→ Consegna: Nell'estratto su Luigi Squarzina, indica in quale anno fu terminato il dramma Tre quarti di luna.

→ Estratto:

__________

SQUARZINA, Luigi
– Nacque a Livorno il 18 febbraio 1922, figlio unico di Federico, originario di Lugo (dove il nonno paterno era stato provveditore agli studi), funzionario della Confindustria a Livorno, autore di un importante Codice minerario (raccolta coordinata delle principali disposizioni vigenti in Italia: Milano, Hoepli, 1944), nonché amico del musicista futurista Balilla Pratella e di Anna Matteucci Bordi di Forlì.
Oltre al testo Romagnola, dedicato alla madre, Squarzina dalla Romagna trasse l’umore generoso e sanguigno temperato da un ferreo controllo razionale. Dopo essersi maturato presso il romano liceo Tasso, conseguì la laurea in giurisprudenza con il massimo dei voti e la lode nel 1945, discutendo una tesi su Il diritto elettorale in Italia fino al fascismo; contemporaneamente si diplomò in regia all’Accademia nazionale d’arte drammatica, sotto il segno di Orazio Costa, optando per una messinscena storicizzante, a partire dalla lettura del testo. Qui rincontrò compagni di scuola talentuosi tra cui, in particolare, oltre a Luciano Salce e Adolfo Celi, Vittorio Gassman. Si prospettavano svecchiamento culturale e cambi generazionali profondi. Nel 1947, a Praga, al festival mondiale della gioventù, la sua regia di L’uomo e il fucile di Sergio Sollima vinse tutti i premi.
Di una iniziale vena lirica (le sue poesie risultano tuttora inedite), resta traccia nella scrittura degli esordi di Squarzina: se ne veda la disseminazione nel dramma Tre quarti di luna (terminato nel 1952), il testo più rappresentativo di quella temperie. Ecco alcune metafore di cui gronda il copione: «Il primo mese di scuola è come un pagliaio, tutti i fili che si strappano portano fortuna [...]. L’adolescenza si disfa come un truciolo di carta incenerita [...]. Pomeriggio sul letto, fissando un paesaggio di mastice che si rimpasta davanti agli occhi; sere in terrazza a conoscere sempre più stelle» (Teatro, 1988, pp. 6, 13 s.).

__________

→ Record estratti:
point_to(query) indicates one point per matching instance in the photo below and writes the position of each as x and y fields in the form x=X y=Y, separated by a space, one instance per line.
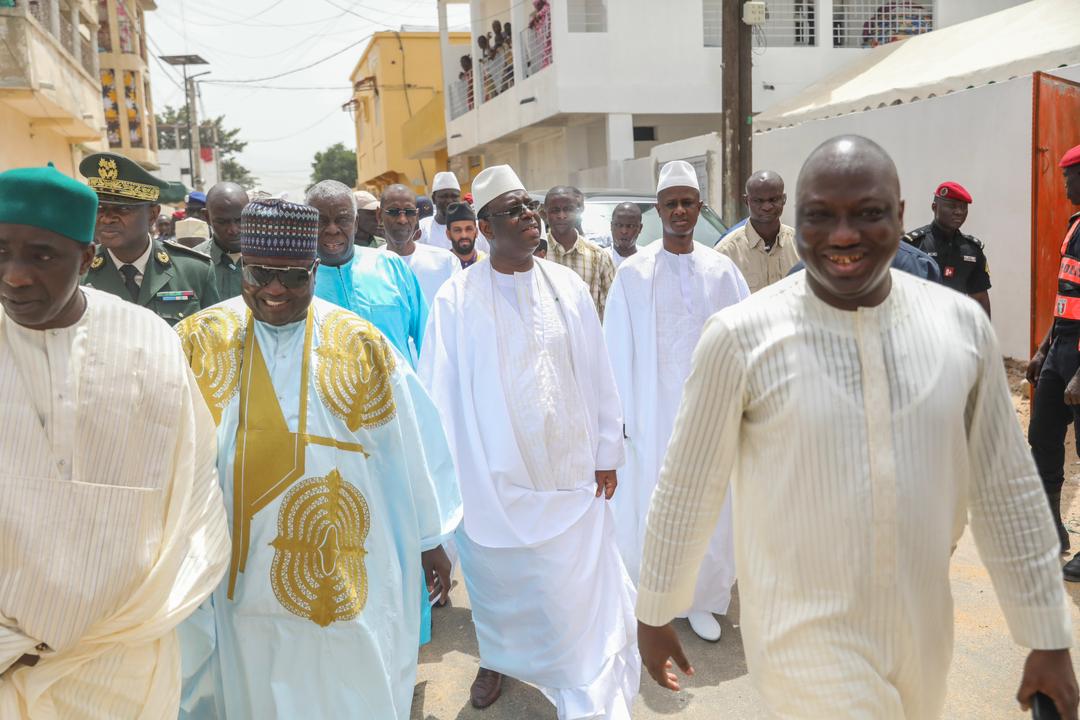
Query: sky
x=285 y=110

__________

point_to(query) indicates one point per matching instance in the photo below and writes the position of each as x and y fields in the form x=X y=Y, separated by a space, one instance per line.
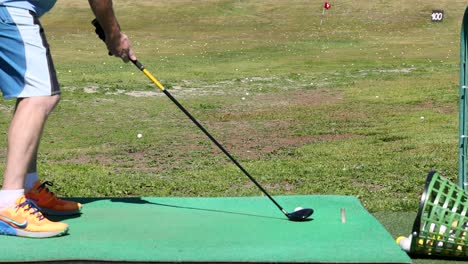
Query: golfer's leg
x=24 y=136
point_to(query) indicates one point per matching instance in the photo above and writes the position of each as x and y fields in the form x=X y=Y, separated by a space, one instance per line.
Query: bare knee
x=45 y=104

__________

→ Risposta: Nel 1952.